Exercise
Reproduce the records below exactly as shown.

───── Listed entries ─────

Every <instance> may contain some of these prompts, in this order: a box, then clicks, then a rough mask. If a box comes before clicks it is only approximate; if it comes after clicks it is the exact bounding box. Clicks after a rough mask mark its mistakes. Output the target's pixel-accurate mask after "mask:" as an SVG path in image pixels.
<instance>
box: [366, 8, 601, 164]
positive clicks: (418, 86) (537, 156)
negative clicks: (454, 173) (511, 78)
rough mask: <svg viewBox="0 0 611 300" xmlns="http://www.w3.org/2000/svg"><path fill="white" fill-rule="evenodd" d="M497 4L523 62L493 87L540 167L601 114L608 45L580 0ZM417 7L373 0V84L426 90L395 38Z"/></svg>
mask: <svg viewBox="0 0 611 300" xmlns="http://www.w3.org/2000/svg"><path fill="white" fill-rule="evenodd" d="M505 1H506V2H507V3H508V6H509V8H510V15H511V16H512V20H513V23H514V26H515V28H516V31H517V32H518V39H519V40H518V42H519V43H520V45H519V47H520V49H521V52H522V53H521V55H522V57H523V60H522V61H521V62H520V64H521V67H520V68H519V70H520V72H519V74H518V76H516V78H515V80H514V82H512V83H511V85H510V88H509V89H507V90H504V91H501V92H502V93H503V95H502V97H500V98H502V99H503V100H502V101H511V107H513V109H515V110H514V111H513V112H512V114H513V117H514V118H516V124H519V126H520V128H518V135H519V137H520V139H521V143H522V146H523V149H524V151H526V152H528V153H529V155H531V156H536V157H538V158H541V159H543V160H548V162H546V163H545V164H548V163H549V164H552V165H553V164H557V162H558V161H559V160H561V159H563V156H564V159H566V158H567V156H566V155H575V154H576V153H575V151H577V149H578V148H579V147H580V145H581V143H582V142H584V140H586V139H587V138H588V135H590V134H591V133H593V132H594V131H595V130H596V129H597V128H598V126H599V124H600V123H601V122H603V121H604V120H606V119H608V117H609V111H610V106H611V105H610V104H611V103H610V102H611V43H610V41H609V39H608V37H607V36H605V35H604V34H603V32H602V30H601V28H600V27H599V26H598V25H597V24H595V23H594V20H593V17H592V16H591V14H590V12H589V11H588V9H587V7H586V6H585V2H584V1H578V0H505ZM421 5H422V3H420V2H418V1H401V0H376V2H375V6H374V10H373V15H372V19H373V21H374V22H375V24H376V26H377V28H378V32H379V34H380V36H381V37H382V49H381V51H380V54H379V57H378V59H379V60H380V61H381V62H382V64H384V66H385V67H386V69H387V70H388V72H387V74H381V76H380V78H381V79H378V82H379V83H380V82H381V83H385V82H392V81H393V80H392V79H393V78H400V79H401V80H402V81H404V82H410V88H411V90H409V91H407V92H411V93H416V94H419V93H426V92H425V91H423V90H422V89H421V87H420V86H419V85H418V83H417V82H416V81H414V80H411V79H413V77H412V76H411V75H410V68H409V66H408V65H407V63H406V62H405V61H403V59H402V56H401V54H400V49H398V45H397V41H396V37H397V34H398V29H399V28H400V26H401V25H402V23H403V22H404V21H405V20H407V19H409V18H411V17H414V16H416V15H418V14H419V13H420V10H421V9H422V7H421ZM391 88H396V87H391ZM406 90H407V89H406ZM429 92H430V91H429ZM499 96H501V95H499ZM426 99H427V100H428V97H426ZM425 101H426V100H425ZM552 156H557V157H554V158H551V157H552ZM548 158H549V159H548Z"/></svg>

─────

Result for this exercise
Every <instance> may contain some of these prompts, in this order: a box, then clicks, then a rough mask. If a box comes before clicks it is only approximate; if it comes after clicks it is the exact bounding box. Clicks after a rough mask mark its mistakes. Output the target's pixel-accurate mask after "mask:" as an SVG path in image pixels.
<instance>
box: [366, 8, 601, 164]
positive clicks: (418, 86) (537, 156)
negative clicks: (454, 173) (511, 78)
rough mask: <svg viewBox="0 0 611 300" xmlns="http://www.w3.org/2000/svg"><path fill="white" fill-rule="evenodd" d="M497 4L523 62L493 87L540 167L601 114L608 45L580 0ZM417 7L373 0V84L426 90L395 38Z"/></svg>
mask: <svg viewBox="0 0 611 300" xmlns="http://www.w3.org/2000/svg"><path fill="white" fill-rule="evenodd" d="M505 1H506V2H507V3H508V6H509V8H510V15H511V16H512V20H513V23H514V26H515V28H516V31H517V32H518V39H519V40H518V42H519V43H520V45H519V47H520V49H521V52H522V53H521V55H522V57H523V60H522V61H521V62H520V64H521V67H520V68H519V70H520V72H519V74H518V76H516V78H515V80H514V82H512V83H511V85H510V88H509V89H507V90H504V91H501V92H502V93H503V95H502V97H500V98H502V99H503V100H502V101H511V107H513V109H515V110H514V111H513V112H512V114H513V117H514V118H516V124H519V126H520V128H518V135H519V137H520V139H521V143H522V146H523V149H524V151H526V152H528V153H529V155H531V156H536V157H538V158H541V159H543V160H548V162H546V163H545V164H548V163H549V164H552V165H553V164H557V162H558V161H559V160H561V159H563V156H564V159H566V158H567V156H566V155H575V154H576V153H575V151H577V149H578V148H579V147H580V145H581V143H582V142H584V140H586V139H587V138H588V135H590V134H591V133H593V132H594V131H595V130H596V129H597V128H598V126H599V124H600V123H601V122H603V121H604V120H606V119H608V117H609V111H610V106H611V105H610V104H611V103H610V102H611V43H610V41H609V39H608V37H607V36H605V35H604V34H603V32H602V30H601V28H600V27H599V26H598V25H597V24H595V23H594V20H593V17H592V16H591V14H590V12H589V11H588V9H587V7H586V6H585V2H584V1H578V0H505ZM421 5H422V3H420V2H418V1H401V0H376V2H375V6H374V10H373V15H372V19H373V21H374V22H375V24H376V26H377V28H378V32H379V34H380V36H381V37H382V49H381V51H380V54H379V57H378V59H379V60H380V61H381V62H382V64H384V66H385V67H386V69H387V70H388V72H387V74H381V76H380V78H381V79H378V82H379V83H380V82H381V83H385V82H392V81H393V80H392V79H393V78H400V79H401V80H402V81H404V82H410V88H411V90H409V91H407V92H411V93H416V94H419V93H426V92H425V91H423V90H422V89H421V87H420V86H419V85H418V83H417V82H416V81H414V80H411V79H413V77H412V76H411V75H410V68H409V66H408V65H407V63H406V62H405V61H403V59H402V56H401V54H400V49H398V45H397V41H396V37H397V34H398V29H399V28H400V26H401V25H402V23H403V22H404V21H405V20H407V19H409V18H411V17H414V16H416V15H418V14H419V13H420V10H421V9H422V7H421ZM391 88H396V87H391ZM406 90H407V89H406ZM429 92H430V91H429ZM499 96H501V95H499ZM426 99H427V100H428V97H426ZM425 101H426V100H425ZM552 156H557V157H554V158H551V157H552ZM548 158H549V159H548Z"/></svg>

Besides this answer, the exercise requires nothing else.